### Data excerpts
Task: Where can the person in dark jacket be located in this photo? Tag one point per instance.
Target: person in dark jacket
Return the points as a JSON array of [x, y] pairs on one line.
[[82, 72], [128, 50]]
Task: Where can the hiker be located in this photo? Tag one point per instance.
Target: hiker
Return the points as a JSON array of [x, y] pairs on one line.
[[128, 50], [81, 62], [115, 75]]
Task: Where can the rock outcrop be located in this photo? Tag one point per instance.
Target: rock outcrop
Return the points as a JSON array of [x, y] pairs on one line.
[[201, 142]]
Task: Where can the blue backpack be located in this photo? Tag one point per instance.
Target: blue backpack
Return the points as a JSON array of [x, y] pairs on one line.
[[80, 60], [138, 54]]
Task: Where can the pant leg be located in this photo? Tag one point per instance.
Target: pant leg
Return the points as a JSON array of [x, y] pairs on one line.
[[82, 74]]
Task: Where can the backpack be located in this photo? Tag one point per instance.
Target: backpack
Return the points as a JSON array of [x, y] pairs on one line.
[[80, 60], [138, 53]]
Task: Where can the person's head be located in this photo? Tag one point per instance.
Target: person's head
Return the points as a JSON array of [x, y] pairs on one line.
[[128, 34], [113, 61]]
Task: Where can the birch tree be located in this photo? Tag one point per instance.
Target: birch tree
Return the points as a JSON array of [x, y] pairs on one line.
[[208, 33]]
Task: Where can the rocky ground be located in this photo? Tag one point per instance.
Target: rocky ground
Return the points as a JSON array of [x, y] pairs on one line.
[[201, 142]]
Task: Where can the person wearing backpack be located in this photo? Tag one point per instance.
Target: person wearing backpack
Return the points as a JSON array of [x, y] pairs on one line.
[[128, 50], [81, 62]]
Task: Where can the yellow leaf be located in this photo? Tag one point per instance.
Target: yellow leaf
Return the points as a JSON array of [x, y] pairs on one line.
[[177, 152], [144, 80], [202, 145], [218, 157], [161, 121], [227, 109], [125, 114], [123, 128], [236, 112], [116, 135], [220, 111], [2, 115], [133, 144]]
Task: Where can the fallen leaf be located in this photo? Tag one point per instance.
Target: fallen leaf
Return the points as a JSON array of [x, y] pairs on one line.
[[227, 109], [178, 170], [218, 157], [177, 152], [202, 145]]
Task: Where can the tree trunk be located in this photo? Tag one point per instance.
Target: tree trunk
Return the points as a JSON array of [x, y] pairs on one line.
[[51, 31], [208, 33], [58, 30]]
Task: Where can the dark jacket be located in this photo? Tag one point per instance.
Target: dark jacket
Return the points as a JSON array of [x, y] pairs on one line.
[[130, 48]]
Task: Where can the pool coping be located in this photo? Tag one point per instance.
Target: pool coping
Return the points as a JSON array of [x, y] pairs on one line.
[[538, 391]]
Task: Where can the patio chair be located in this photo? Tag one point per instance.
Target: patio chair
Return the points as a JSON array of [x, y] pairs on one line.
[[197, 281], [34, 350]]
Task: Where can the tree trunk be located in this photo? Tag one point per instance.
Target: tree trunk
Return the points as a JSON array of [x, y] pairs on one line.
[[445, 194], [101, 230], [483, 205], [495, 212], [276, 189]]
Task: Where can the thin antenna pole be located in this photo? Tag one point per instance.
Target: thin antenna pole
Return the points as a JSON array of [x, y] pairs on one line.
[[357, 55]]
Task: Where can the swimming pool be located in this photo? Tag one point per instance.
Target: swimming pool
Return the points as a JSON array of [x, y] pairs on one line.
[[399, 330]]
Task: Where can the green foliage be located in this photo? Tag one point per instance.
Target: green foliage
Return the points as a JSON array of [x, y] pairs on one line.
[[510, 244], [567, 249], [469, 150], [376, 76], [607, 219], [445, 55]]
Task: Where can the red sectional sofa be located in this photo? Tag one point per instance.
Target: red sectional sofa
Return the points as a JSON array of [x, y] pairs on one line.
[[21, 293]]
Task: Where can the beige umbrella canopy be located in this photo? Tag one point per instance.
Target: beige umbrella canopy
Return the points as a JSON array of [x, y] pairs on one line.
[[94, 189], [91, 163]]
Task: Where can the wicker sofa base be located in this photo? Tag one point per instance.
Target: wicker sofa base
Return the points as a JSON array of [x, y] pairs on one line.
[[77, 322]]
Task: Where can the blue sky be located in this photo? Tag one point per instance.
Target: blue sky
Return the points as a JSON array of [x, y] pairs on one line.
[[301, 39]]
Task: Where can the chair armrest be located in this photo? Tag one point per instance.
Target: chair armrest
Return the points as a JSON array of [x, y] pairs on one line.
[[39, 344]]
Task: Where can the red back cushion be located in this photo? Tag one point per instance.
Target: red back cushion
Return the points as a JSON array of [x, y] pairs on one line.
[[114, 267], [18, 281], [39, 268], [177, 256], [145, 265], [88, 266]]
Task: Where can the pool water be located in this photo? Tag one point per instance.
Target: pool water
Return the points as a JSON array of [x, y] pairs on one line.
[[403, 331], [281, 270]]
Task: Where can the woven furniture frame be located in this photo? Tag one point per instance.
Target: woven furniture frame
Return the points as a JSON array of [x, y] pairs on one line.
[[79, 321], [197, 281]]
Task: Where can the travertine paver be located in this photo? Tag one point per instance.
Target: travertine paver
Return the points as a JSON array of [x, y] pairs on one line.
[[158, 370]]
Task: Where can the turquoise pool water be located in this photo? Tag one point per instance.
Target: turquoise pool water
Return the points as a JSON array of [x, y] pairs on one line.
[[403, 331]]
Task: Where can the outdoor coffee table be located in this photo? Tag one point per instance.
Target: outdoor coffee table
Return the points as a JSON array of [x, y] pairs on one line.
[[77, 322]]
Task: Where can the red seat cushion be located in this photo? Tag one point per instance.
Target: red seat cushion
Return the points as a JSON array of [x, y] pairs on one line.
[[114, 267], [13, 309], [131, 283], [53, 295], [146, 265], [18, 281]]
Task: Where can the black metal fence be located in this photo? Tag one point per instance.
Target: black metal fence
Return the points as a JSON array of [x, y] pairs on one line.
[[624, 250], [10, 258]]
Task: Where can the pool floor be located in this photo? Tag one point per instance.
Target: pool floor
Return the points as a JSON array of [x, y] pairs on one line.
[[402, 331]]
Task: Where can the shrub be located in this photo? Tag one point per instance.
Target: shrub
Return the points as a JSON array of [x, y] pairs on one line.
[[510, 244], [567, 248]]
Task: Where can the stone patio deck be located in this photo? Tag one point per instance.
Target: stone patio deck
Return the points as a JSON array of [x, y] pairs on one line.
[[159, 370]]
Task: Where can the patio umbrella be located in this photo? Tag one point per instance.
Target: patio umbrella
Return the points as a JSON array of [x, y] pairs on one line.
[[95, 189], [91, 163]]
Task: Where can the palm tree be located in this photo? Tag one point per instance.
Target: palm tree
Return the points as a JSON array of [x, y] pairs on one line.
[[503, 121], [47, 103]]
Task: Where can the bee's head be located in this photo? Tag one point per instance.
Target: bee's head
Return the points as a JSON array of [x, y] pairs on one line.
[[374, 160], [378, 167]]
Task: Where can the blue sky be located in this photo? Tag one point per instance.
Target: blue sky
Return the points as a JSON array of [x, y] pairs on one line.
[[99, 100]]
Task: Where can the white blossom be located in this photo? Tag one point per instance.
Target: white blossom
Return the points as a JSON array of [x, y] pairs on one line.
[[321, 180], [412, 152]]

### Exercise
Only lines containing the word "chair" should be copied from the material above.

### Answer to the exercise
Task: Where can the patio chair be located in this photo? Tag one point per instance.
Target: patio chair
Task: Where can the chair armrest be located in this photo? Tag one point per instance.
Target: chair armrest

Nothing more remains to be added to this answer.